[GIVEN REQUEST]:
Extract, verbatim, all lines starting at the one containing "point: white pipe on" and ending with the final line of the listing, and no others.
-- Start SUPPLIED MATERIAL --
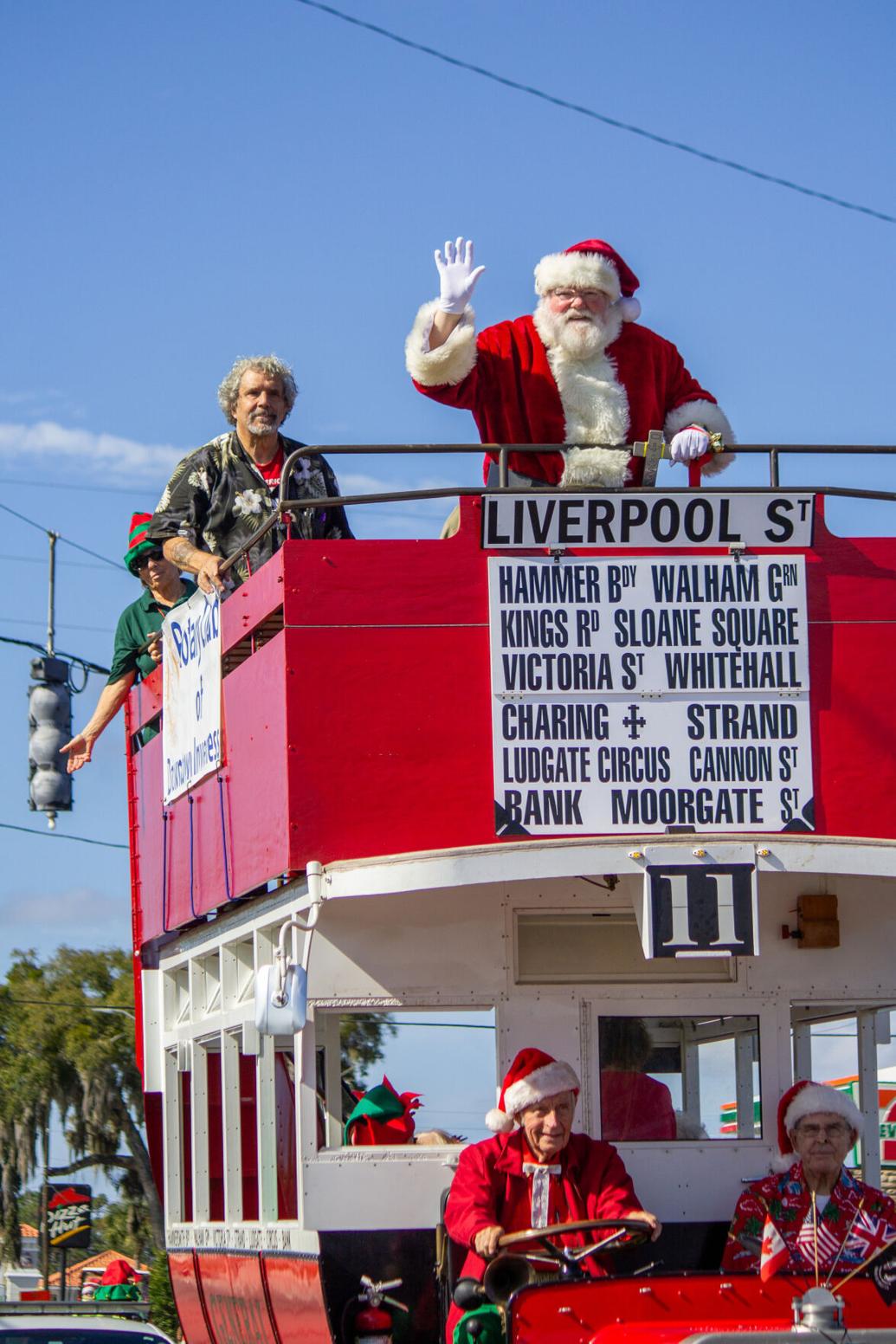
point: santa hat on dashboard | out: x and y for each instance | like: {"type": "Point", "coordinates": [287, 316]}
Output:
{"type": "Point", "coordinates": [591, 265]}
{"type": "Point", "coordinates": [532, 1076]}
{"type": "Point", "coordinates": [808, 1098]}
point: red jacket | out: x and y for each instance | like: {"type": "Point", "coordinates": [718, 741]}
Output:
{"type": "Point", "coordinates": [489, 1190]}
{"type": "Point", "coordinates": [515, 399]}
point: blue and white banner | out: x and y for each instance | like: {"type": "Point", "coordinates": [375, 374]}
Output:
{"type": "Point", "coordinates": [191, 694]}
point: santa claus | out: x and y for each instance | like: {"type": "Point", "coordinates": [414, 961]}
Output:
{"type": "Point", "coordinates": [578, 372]}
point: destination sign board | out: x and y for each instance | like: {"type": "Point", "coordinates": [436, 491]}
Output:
{"type": "Point", "coordinates": [635, 519]}
{"type": "Point", "coordinates": [649, 695]}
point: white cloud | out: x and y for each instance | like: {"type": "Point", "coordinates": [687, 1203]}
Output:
{"type": "Point", "coordinates": [106, 455]}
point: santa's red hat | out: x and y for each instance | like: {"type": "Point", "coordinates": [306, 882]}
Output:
{"type": "Point", "coordinates": [119, 1271]}
{"type": "Point", "coordinates": [532, 1076]}
{"type": "Point", "coordinates": [808, 1098]}
{"type": "Point", "coordinates": [591, 265]}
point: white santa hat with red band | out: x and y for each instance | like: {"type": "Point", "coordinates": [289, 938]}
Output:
{"type": "Point", "coordinates": [806, 1098]}
{"type": "Point", "coordinates": [591, 265]}
{"type": "Point", "coordinates": [532, 1076]}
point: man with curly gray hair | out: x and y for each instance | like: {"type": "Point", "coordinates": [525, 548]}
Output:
{"type": "Point", "coordinates": [222, 492]}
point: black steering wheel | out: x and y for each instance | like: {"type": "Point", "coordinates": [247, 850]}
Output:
{"type": "Point", "coordinates": [623, 1234]}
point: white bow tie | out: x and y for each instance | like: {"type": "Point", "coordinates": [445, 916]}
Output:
{"type": "Point", "coordinates": [540, 1190]}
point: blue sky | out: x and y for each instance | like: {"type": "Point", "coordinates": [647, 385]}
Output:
{"type": "Point", "coordinates": [190, 183]}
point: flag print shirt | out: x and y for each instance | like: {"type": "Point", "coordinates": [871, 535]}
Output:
{"type": "Point", "coordinates": [856, 1220]}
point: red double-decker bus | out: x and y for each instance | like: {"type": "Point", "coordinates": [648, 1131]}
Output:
{"type": "Point", "coordinates": [616, 756]}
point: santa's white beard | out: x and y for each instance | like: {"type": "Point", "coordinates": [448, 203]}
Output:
{"type": "Point", "coordinates": [581, 336]}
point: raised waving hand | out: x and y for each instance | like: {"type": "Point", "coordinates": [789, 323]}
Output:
{"type": "Point", "coordinates": [457, 275]}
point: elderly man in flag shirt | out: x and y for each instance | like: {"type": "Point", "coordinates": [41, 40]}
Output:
{"type": "Point", "coordinates": [812, 1217]}
{"type": "Point", "coordinates": [536, 1173]}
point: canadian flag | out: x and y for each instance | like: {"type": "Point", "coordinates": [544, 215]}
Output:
{"type": "Point", "coordinates": [774, 1253]}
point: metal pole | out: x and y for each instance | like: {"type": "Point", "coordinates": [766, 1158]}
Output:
{"type": "Point", "coordinates": [51, 598]}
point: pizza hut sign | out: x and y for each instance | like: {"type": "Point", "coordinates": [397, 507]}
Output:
{"type": "Point", "coordinates": [68, 1215]}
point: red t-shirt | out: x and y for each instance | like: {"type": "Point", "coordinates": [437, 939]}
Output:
{"type": "Point", "coordinates": [272, 470]}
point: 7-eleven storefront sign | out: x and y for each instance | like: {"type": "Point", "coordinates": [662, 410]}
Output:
{"type": "Point", "coordinates": [886, 1125]}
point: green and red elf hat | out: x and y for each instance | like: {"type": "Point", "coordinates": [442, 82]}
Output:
{"type": "Point", "coordinates": [139, 540]}
{"type": "Point", "coordinates": [382, 1115]}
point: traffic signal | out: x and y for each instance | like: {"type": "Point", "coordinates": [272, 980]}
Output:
{"type": "Point", "coordinates": [48, 728]}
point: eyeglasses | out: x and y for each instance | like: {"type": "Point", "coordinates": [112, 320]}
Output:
{"type": "Point", "coordinates": [591, 297]}
{"type": "Point", "coordinates": [823, 1131]}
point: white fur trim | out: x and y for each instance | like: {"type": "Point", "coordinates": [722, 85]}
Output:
{"type": "Point", "coordinates": [577, 270]}
{"type": "Point", "coordinates": [584, 467]}
{"type": "Point", "coordinates": [452, 362]}
{"type": "Point", "coordinates": [712, 418]}
{"type": "Point", "coordinates": [542, 1082]}
{"type": "Point", "coordinates": [596, 410]}
{"type": "Point", "coordinates": [815, 1098]}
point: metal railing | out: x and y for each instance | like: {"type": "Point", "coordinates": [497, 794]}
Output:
{"type": "Point", "coordinates": [653, 450]}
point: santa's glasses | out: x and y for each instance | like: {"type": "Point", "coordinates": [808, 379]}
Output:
{"type": "Point", "coordinates": [591, 297]}
{"type": "Point", "coordinates": [823, 1131]}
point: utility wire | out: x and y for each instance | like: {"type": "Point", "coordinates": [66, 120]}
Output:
{"type": "Point", "coordinates": [56, 835]}
{"type": "Point", "coordinates": [41, 648]}
{"type": "Point", "coordinates": [48, 531]}
{"type": "Point", "coordinates": [72, 486]}
{"type": "Point", "coordinates": [596, 116]}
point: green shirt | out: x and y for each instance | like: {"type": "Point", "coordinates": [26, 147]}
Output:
{"type": "Point", "coordinates": [136, 624]}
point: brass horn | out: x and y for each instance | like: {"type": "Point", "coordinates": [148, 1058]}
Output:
{"type": "Point", "coordinates": [506, 1276]}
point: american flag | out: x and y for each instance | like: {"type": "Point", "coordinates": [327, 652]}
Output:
{"type": "Point", "coordinates": [828, 1242]}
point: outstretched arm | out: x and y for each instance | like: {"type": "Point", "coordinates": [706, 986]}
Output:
{"type": "Point", "coordinates": [202, 564]}
{"type": "Point", "coordinates": [112, 698]}
{"type": "Point", "coordinates": [457, 281]}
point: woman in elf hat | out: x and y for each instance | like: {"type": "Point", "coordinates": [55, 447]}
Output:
{"type": "Point", "coordinates": [812, 1217]}
{"type": "Point", "coordinates": [138, 649]}
{"type": "Point", "coordinates": [535, 1171]}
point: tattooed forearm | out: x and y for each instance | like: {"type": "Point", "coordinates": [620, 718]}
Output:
{"type": "Point", "coordinates": [180, 552]}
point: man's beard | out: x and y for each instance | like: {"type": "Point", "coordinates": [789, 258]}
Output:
{"type": "Point", "coordinates": [582, 336]}
{"type": "Point", "coordinates": [261, 423]}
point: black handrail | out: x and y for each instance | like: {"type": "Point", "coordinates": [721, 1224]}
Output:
{"type": "Point", "coordinates": [773, 450]}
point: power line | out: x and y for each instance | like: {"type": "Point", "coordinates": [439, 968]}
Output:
{"type": "Point", "coordinates": [58, 835]}
{"type": "Point", "coordinates": [596, 116]}
{"type": "Point", "coordinates": [42, 559]}
{"type": "Point", "coordinates": [48, 531]}
{"type": "Point", "coordinates": [72, 486]}
{"type": "Point", "coordinates": [90, 630]}
{"type": "Point", "coordinates": [70, 657]}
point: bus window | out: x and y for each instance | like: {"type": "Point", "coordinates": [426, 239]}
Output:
{"type": "Point", "coordinates": [854, 1049]}
{"type": "Point", "coordinates": [448, 1056]}
{"type": "Point", "coordinates": [248, 1136]}
{"type": "Point", "coordinates": [216, 1137]}
{"type": "Point", "coordinates": [679, 1078]}
{"type": "Point", "coordinates": [184, 1082]}
{"type": "Point", "coordinates": [285, 1113]}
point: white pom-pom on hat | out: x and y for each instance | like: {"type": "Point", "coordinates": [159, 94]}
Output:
{"type": "Point", "coordinates": [532, 1076]}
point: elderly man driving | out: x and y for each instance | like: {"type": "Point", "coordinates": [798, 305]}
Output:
{"type": "Point", "coordinates": [813, 1215]}
{"type": "Point", "coordinates": [539, 1173]}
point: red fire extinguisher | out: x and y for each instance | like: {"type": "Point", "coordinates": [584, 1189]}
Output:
{"type": "Point", "coordinates": [372, 1321]}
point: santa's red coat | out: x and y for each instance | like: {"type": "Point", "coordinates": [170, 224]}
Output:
{"type": "Point", "coordinates": [515, 399]}
{"type": "Point", "coordinates": [491, 1190]}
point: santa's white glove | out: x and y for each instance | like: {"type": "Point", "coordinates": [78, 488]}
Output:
{"type": "Point", "coordinates": [457, 277]}
{"type": "Point", "coordinates": [689, 443]}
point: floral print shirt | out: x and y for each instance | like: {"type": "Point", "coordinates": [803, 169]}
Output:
{"type": "Point", "coordinates": [854, 1220]}
{"type": "Point", "coordinates": [216, 499]}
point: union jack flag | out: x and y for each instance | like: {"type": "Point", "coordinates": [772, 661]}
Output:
{"type": "Point", "coordinates": [872, 1234]}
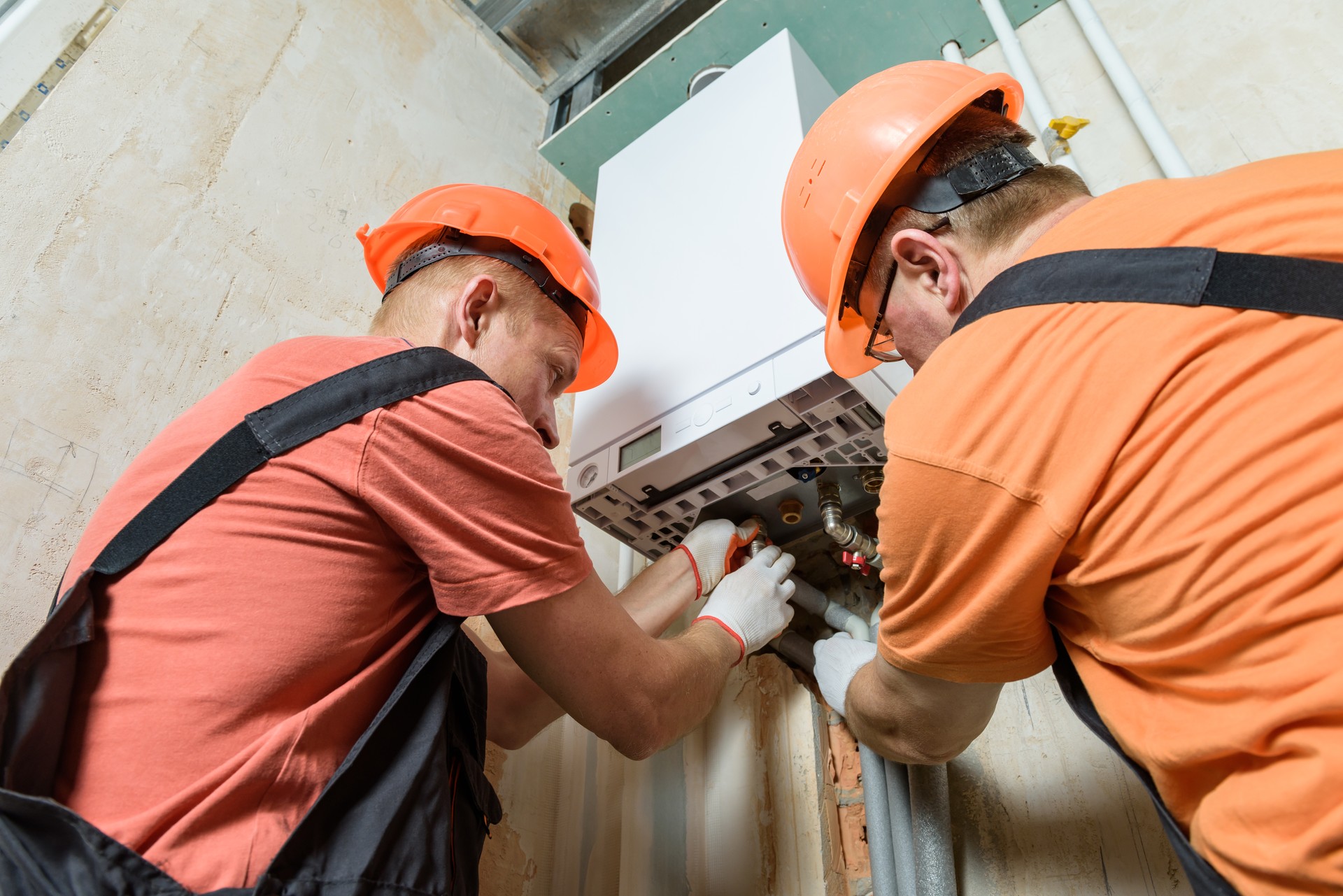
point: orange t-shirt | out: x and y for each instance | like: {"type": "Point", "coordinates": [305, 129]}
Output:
{"type": "Point", "coordinates": [1165, 485]}
{"type": "Point", "coordinates": [236, 665]}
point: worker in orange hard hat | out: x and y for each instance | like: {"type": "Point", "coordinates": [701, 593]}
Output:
{"type": "Point", "coordinates": [1118, 456]}
{"type": "Point", "coordinates": [257, 674]}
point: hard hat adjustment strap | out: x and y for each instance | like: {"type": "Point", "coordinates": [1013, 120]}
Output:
{"type": "Point", "coordinates": [453, 242]}
{"type": "Point", "coordinates": [978, 175]}
{"type": "Point", "coordinates": [935, 195]}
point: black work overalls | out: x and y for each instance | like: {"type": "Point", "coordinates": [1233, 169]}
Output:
{"type": "Point", "coordinates": [1175, 276]}
{"type": "Point", "coordinates": [406, 813]}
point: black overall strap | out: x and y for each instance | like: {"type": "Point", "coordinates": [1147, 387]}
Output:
{"type": "Point", "coordinates": [1169, 276]}
{"type": "Point", "coordinates": [277, 429]}
{"type": "Point", "coordinates": [1202, 878]}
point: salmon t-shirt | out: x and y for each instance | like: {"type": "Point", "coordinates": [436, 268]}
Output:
{"type": "Point", "coordinates": [1163, 485]}
{"type": "Point", "coordinates": [236, 665]}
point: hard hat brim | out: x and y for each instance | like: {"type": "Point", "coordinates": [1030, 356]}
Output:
{"type": "Point", "coordinates": [601, 353]}
{"type": "Point", "coordinates": [846, 338]}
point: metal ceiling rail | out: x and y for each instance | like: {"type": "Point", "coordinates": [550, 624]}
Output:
{"type": "Point", "coordinates": [497, 14]}
{"type": "Point", "coordinates": [636, 24]}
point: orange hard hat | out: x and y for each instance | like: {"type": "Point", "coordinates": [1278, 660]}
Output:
{"type": "Point", "coordinates": [856, 167]}
{"type": "Point", "coordinates": [471, 220]}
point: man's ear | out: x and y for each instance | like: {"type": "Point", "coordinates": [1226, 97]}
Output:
{"type": "Point", "coordinates": [930, 266]}
{"type": "Point", "coordinates": [476, 311]}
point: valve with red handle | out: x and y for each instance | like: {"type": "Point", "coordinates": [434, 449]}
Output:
{"type": "Point", "coordinates": [856, 562]}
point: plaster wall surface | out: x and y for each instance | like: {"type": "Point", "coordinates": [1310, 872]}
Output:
{"type": "Point", "coordinates": [188, 197]}
{"type": "Point", "coordinates": [31, 35]}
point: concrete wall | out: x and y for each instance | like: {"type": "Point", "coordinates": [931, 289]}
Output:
{"type": "Point", "coordinates": [187, 197]}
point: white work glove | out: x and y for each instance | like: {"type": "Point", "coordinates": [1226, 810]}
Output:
{"type": "Point", "coordinates": [839, 660]}
{"type": "Point", "coordinates": [753, 604]}
{"type": "Point", "coordinates": [711, 547]}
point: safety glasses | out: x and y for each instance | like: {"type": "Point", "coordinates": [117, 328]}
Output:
{"type": "Point", "coordinates": [881, 346]}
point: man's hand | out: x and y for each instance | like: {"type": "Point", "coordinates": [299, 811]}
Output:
{"type": "Point", "coordinates": [753, 604]}
{"type": "Point", "coordinates": [912, 718]}
{"type": "Point", "coordinates": [711, 547]}
{"type": "Point", "coordinates": [839, 660]}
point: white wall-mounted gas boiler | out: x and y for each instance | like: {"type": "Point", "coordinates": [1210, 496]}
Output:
{"type": "Point", "coordinates": [723, 404]}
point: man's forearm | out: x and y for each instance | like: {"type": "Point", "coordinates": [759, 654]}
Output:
{"type": "Point", "coordinates": [688, 675]}
{"type": "Point", "coordinates": [520, 710]}
{"type": "Point", "coordinates": [916, 719]}
{"type": "Point", "coordinates": [660, 594]}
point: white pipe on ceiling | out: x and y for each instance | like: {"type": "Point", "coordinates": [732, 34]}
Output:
{"type": "Point", "coordinates": [1131, 92]}
{"type": "Point", "coordinates": [1036, 100]}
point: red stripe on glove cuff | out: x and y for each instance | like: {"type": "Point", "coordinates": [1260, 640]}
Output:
{"type": "Point", "coordinates": [728, 629]}
{"type": "Point", "coordinates": [699, 586]}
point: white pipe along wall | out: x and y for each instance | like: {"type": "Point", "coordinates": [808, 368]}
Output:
{"type": "Point", "coordinates": [1135, 99]}
{"type": "Point", "coordinates": [1021, 69]}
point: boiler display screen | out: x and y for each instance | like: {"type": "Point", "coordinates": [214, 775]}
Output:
{"type": "Point", "coordinates": [646, 445]}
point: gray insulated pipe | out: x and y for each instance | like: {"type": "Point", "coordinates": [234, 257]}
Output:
{"type": "Point", "coordinates": [849, 538]}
-- End SUPPLIED MATERIAL --
[FULL RESPONSE]:
point: white pipe on ceiling | out: x and y for each instance | like: {"type": "Point", "coordinates": [732, 34]}
Output:
{"type": "Point", "coordinates": [1131, 92]}
{"type": "Point", "coordinates": [1036, 100]}
point: red stripe on glove cuff | out: x and y for each instance | like: {"type": "Point", "coordinates": [1260, 640]}
Output:
{"type": "Point", "coordinates": [728, 629]}
{"type": "Point", "coordinates": [699, 586]}
point: white pipe along wall | out: x and y for each instance | like: {"type": "Point", "coordinates": [808, 368]}
Output:
{"type": "Point", "coordinates": [1135, 99]}
{"type": "Point", "coordinates": [1021, 69]}
point: boiler display screen | out: x and y for each instance | like: {"type": "Point", "coordinates": [214, 775]}
Output:
{"type": "Point", "coordinates": [646, 445]}
point: gray insulated pipe | out: x and y for each instance | like: {"type": "Point", "coordinates": [234, 257]}
Output:
{"type": "Point", "coordinates": [849, 538]}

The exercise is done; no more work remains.